* THE TASK:
Answer these questions from the game report:
(a) How many blocks did Collier record in Game 1?
(b) Who corralled the offensive rebound on the final possession?
(c) Which player does Sims say the team played without?

* TEXT SHOWN:

-=-=-

Seattle has a number of great players, Breanna Stewart being chief among them, but Collier was far and away the best player on the floor in Game 1. She tallied 25 points, nine rebounds, six blocks and three assists — a playoff line only previously achieved by Lisa Leslie — all while holding Stewart in relative check.
Collier is a big reason why Minnesota had a chance to win late. But a turnover by Damiris Dantas on a play where it looked like she was fouled led to a critical bucket for Seattle to recapture control late. Minnesota rallied to tie the game, but its efforts were undone when Clark corralled an offensive rebound on the final possession and forced up a putback that went in off the glass.
“We didn’t finish the play,” Reeve said.
In a nearly perfect performance, the Lynx were just one play short.
“Honestly, there’s nothing to hang our head about,” Sims said. “We’ve just got to rebound. It came down to the last possession, and it could’ve easily went the other way, and they’d be feeling like how we feel. But we played 40 minutes today. Without having Syl (Fowles), what more can you ask for?”

-=-=-

* LISTED RECORDS:

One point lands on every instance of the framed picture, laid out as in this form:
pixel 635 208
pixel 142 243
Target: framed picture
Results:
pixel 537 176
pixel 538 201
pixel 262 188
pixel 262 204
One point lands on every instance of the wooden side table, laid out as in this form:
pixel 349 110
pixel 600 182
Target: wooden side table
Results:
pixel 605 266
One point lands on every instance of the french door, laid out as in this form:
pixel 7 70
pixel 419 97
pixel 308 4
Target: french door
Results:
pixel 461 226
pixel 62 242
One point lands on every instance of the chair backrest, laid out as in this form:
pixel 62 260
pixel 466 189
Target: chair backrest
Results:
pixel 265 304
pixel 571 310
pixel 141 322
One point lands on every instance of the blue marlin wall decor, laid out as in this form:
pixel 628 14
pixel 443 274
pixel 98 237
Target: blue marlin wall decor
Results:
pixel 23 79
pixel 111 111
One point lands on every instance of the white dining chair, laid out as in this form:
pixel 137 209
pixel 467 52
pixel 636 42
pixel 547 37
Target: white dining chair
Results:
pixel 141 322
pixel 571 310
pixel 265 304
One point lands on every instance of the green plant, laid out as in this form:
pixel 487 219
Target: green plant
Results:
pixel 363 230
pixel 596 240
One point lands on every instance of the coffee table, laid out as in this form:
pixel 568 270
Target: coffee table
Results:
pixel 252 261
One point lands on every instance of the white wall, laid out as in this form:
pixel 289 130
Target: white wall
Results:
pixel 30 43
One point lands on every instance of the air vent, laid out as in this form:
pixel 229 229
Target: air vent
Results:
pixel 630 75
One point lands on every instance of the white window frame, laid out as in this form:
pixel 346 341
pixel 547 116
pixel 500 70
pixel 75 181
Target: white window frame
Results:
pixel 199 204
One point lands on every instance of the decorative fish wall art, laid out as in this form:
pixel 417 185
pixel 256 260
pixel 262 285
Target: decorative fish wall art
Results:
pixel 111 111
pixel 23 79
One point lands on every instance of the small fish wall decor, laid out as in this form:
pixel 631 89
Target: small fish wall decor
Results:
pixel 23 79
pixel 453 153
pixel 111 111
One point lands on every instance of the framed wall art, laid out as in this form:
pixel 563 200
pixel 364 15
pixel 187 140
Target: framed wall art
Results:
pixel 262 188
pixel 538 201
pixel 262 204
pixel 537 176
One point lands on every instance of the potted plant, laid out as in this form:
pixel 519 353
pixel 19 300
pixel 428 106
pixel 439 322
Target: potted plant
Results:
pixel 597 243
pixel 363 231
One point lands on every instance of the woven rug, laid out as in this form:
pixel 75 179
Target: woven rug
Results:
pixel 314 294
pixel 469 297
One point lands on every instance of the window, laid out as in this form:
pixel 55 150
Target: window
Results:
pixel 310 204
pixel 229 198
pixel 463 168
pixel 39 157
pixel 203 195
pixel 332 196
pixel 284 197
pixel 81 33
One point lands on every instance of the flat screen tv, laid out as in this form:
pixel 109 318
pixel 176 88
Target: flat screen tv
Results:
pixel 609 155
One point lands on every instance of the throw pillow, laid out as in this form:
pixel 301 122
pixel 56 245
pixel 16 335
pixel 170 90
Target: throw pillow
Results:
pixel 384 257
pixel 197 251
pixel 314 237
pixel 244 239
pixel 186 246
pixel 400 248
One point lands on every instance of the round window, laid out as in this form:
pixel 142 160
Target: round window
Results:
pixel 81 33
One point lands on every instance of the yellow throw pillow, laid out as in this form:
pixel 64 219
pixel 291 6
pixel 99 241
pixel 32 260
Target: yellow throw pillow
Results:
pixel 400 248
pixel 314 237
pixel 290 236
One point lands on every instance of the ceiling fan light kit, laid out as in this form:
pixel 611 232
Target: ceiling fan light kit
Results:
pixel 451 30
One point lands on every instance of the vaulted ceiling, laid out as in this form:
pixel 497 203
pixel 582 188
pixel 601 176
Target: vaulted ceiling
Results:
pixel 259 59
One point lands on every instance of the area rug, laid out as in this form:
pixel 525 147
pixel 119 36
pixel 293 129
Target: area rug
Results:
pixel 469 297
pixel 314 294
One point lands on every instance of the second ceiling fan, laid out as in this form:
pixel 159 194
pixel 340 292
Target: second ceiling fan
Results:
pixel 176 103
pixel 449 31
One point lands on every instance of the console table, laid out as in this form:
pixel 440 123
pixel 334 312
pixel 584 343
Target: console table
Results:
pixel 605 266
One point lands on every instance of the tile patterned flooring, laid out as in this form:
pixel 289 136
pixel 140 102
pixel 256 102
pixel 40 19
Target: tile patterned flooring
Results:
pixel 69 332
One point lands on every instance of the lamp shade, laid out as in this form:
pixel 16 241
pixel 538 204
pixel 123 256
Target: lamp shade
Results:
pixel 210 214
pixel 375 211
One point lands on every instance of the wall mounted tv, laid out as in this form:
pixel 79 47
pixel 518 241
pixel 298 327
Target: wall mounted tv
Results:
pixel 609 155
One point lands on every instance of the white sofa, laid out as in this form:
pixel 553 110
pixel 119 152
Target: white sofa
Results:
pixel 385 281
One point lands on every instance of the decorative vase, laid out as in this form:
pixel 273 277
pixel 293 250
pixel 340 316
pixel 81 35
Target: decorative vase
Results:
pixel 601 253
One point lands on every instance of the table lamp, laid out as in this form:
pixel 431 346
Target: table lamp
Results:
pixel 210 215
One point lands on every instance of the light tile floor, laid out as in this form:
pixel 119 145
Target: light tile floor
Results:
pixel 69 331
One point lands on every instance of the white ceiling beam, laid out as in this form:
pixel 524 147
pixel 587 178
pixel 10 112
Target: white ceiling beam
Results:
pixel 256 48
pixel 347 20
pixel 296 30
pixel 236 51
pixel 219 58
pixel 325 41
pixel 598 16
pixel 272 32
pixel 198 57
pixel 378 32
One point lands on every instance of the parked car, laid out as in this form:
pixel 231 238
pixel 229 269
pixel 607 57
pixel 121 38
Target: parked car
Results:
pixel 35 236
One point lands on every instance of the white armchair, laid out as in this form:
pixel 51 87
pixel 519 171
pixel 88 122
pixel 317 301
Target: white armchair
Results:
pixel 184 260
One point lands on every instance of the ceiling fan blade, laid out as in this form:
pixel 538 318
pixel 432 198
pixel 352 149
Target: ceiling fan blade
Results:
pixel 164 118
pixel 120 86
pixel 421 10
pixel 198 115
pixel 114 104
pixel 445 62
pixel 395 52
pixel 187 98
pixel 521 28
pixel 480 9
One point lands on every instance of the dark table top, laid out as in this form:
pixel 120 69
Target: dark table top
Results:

-=-=-

* SOLUTION TO THE EXERCISE:
(a) Six
(b) Clark
(c) Syl Fowles